**Direction A**
Answer these questions from the write-up on authenticating OP-TEE client applications below, one answer per line:
(i) Which hash function and which signing scheme produce the signature for the client application?
(ii) What name is given to the new ELF section that holds the signature?
(iii) Which function does the Linux ELF loading function call to reach the LSM bprm_committing_creds hook?
**Direction B**
In one to three sentences, explain the reason the write-up on authenticating OP-TEE client applications below gives against using SELinux or other LSMs as the solution.

**Excerpt to read**
The question remain was What if the CA which is communicating with the TA is malicious.
As per the TEE trusted model, nothing from the non-secure side could be trusted.
There were different solutions mentioned here, like using SELINUX or other LSM's. But they comes with expense of defining rules for each and every components in the linux world.

One better solution I found is, we can use some service of the the OPTEE to authenticate the Client Application before executing.
I have done some PoC related to it, which I tested in Optee QEMU:
Here are my changes:
dashemsec/linux@9c1dfa6
dashemsec@1b75737
dashemsec/buildroot@8e102c5

The PoC contain three parts:

  1. Signing the Client Application
  2. Kernel Module to call for OPTEE service to authenticate the CA.
  3. OPTEE service (pseudo TA) that will verify the signature of the CA.

1. Signing the CA

The signing procedure will consist of:

SIGNATURE = RSA-2048-sign(SHA-256(unsigned CA), TA private key)

The signature along with some additional info (here ref as header), could be added as a new section of the CA elf file. In this PoC I have termed this section as .caauth_sec
Here, I've used objcopy utility to add the .caauth_sec as a new section in the ELF. Refer here.

optee_caauth

RSA KEY TO SIGN THE CA
The signing would be done by the same key used to sign the Trusted Application (present in optee_os/keys/default_ta.pem). As per OPTEE model, Public key is hard-coded inside the OPTEE binary during the build itself.

2. Kernel Module to call OPTEE service

The kernel module is written as (linux/security/optee_caauth.c)

The basic kernel security layer (linux/security/security.c), could be used to make our kernel module function call.
So, whenever we execute a linux a.out, while kernel prepares to load the elf, it set up the credential (struct cred) for the task. It lets any active Linux Security Module (LSM) know about the change in credentials.
For that, the linux elf loading function calls security_bprm_committing_creds() , that will call the respective LSM bprm_committing_creds hook.

**Data block**
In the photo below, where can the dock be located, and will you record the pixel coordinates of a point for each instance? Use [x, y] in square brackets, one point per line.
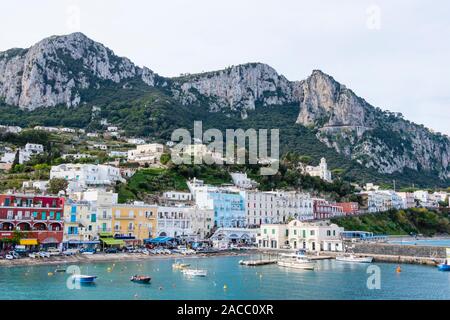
[256, 262]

**Problem solution A**
(i) SHA-256 for the hash and RSA-2048 for the signature, using the TA private key.
(ii) .caauth_sec
(iii) security_bprm_committing_creds()

**Problem solution B**
Those solutions have a cost: rules must be defined for each and every component in the Linux world. The write-up therefore prefers using an OP-TEE service to authenticate the client application before it executes.